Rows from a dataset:
#####

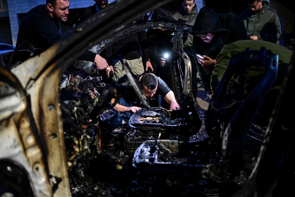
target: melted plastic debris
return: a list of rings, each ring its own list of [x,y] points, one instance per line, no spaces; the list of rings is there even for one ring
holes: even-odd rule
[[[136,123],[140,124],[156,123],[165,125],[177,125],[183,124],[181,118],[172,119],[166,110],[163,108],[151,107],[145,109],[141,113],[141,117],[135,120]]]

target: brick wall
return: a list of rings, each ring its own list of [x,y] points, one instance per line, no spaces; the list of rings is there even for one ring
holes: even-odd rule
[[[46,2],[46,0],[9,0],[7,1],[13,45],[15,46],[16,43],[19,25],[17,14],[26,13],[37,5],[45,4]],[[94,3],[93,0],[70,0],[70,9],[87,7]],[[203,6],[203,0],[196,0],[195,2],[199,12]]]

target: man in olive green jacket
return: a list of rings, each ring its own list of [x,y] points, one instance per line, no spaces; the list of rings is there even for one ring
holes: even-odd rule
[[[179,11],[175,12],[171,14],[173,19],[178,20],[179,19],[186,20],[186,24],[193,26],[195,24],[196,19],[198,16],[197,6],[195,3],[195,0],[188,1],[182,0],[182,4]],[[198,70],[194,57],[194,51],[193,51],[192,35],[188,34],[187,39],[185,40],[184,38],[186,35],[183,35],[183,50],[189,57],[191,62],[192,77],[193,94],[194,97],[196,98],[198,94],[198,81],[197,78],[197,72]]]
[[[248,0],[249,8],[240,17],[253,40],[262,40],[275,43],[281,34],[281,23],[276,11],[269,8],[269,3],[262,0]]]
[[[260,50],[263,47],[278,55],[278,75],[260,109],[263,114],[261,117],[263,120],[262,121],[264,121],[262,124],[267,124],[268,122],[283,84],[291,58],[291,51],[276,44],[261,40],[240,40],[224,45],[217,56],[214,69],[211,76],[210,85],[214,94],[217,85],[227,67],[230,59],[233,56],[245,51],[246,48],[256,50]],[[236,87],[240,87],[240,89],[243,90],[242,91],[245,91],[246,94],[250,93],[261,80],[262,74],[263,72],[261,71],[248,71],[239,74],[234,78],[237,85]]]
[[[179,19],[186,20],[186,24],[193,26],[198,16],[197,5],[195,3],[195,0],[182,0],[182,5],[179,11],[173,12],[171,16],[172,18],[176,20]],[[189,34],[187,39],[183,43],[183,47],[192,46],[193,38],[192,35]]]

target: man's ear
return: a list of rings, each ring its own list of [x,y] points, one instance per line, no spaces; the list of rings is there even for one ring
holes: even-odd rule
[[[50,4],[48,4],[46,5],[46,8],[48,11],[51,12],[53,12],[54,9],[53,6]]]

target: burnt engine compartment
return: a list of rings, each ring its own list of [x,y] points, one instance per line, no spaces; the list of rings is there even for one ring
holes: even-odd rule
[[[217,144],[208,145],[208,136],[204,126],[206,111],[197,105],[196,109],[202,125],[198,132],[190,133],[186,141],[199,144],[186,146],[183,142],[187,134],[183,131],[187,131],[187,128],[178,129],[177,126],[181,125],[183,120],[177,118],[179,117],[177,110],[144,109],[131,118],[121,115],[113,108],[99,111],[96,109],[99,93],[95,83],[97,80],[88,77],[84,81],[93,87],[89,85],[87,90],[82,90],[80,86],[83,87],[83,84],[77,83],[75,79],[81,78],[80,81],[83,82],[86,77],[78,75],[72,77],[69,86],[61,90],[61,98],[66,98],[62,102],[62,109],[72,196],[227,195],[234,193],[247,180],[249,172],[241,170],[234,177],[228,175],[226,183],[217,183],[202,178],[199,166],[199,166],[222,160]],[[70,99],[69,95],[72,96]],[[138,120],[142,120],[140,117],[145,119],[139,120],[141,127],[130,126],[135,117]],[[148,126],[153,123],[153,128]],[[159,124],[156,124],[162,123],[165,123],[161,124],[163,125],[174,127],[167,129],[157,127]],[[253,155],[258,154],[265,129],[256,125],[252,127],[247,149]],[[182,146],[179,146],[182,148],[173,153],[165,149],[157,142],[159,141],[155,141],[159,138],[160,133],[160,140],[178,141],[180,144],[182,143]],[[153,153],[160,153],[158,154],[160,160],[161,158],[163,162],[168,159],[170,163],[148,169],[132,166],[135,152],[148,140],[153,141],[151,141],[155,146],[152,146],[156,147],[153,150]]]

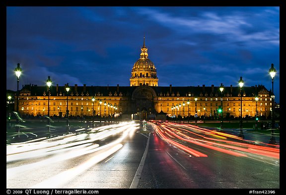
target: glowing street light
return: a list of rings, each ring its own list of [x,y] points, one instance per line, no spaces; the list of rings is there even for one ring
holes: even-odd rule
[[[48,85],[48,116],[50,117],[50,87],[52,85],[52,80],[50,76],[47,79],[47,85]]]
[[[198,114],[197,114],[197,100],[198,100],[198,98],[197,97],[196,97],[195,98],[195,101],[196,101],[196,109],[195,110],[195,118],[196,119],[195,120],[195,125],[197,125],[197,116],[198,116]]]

#####

Written exercise -> Gather every line of the records that contains the string "target". Case counts.

Exercise response ->
target: melted plastic debris
target: brick wall
target: man in olive green jacket
target: man's ear
target: burnt engine compartment
target: glowing street light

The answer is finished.